№113 от 01 февраля 2014 На главную
Лидия Пигарева: Город горя, печали и мужества

Недавно мы отметили 70-летие полного освобождения Ленинграда от блокады немецко-фашистскими войсками. У меня есть простой вопрос к мужчинам Германии, Финляндии, Австрии и даже Израиля: «Как вы могли допустить, чтобы в многомиллионном городе умирали дети, женщины, старики и просто горожане от голода и холода? Как вы, потомки Гейне и Маркса, надругались над своей совестью, над своей верой и своим обликом, чтобы равнодушно смотреть на муки и горе своих братьев и сестер во Христе? И нет мне ответа. О том, как переживали жители Ленинграда эти страшные дни, рассказывает Лидия Федоровна Пигарева. Теперь её можно считать коренной жительницей города Раменское.


— Лидия Федоровна, в Вашей судьбе и памяти что важнее — Ленинград или Питер?
________
• _Что сделать_:
**a.** Перепишите из отрывка слово в слово кусок между «Недавно мы отметили 70-летие» и «Ленинград или Питер?», включая оба этих места.
**b.** Коренной жительницей какого города, по словам отрывка, теперь можно считать Лидию Федоровну Пигареву?
Пункты, приведенные дальше, здесь не нужны.
________
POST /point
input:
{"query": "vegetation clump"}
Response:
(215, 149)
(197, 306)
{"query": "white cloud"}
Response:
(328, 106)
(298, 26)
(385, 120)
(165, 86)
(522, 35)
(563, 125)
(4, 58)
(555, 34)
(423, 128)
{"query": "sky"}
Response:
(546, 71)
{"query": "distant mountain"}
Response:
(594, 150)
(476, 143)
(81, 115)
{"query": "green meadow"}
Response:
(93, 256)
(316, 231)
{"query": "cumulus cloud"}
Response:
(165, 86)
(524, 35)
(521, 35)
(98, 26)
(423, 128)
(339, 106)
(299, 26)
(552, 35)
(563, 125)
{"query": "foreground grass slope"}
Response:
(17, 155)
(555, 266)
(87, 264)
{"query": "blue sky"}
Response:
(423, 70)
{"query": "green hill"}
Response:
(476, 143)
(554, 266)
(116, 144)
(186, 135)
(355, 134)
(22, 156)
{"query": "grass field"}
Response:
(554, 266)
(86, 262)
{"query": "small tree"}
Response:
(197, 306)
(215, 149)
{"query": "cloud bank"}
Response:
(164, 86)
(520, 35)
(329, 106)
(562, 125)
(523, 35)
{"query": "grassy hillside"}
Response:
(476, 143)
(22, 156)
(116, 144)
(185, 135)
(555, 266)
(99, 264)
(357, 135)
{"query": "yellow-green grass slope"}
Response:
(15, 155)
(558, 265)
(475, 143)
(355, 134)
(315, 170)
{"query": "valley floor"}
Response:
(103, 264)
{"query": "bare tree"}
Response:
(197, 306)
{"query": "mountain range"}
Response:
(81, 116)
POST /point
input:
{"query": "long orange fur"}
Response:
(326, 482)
________
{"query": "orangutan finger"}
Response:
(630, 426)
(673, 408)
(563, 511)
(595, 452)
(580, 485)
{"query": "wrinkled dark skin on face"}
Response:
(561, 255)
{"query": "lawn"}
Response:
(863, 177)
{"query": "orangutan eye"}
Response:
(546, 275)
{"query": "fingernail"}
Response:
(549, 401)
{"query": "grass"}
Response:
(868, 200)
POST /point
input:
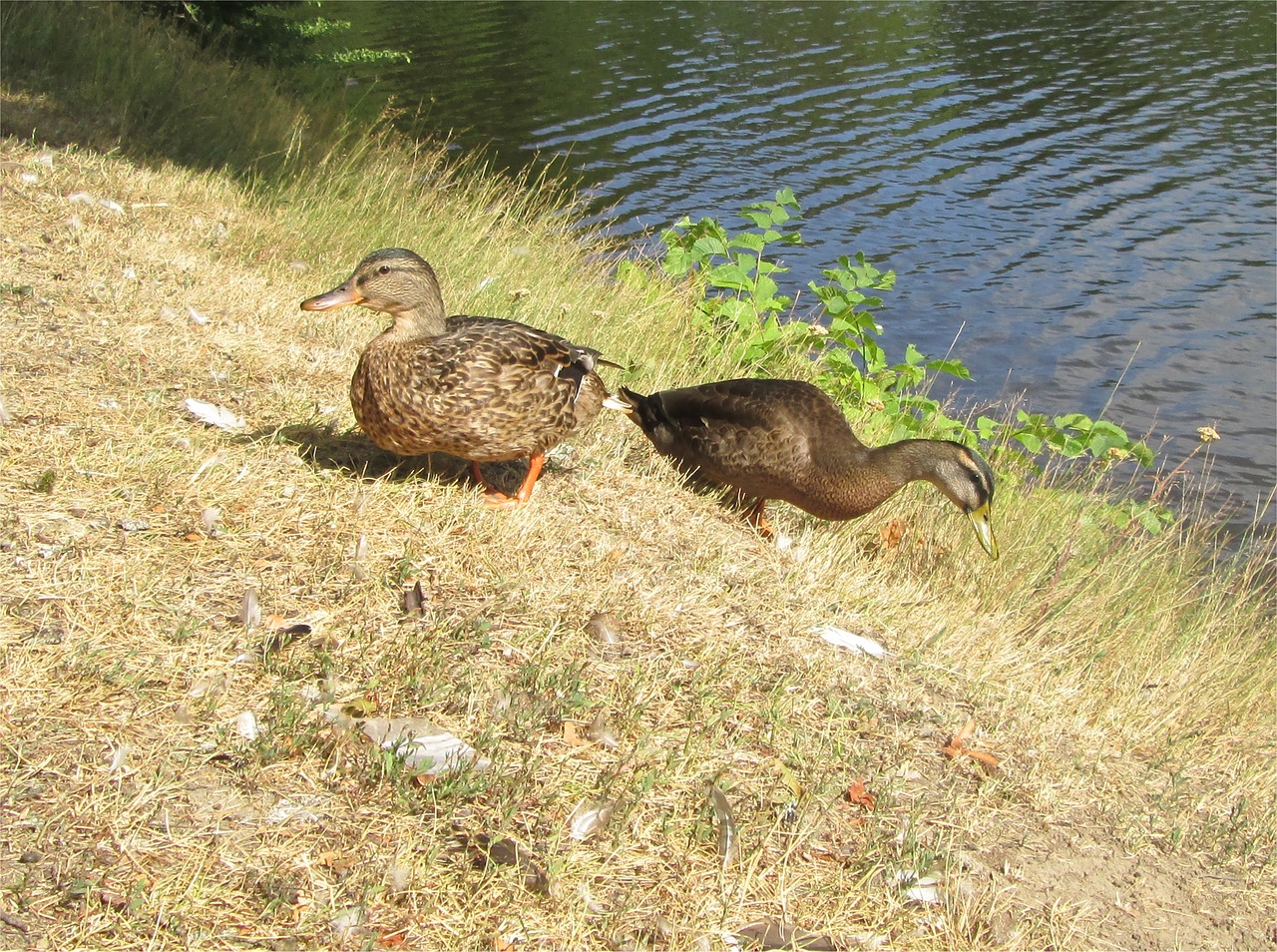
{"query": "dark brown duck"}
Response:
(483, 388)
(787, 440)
________
• _Ответы_:
**a.**
Недавно мы отметили 70-летие полного освобождения Ленинграда от блокады немецко-фашистскими войсками. У меня есть простой вопрос к мужчинам Германии, Финляндии, Австрии и даже Израиля: «Как вы могли допустить, чтобы в многомиллионном городе умирали дети, женщины, старики и просто горожане от голода и холода? Как вы, потомки Гейне и Маркса, надругались над своей совестью, над своей верой и своим обликом, чтобы равнодушно смотреть на муки и горе своих братьев и сестер во Христе? И нет мне ответа. О том, как переживали жители Ленинграда эти страшные дни, рассказывает Лидия Федоровна Пигарева. Теперь её можно считать коренной жительницей города Раменское.


— Лидия Федоровна, в Вашей судьбе и памяти что важнее — Ленинград или Питер?

**b.** Города Раменское.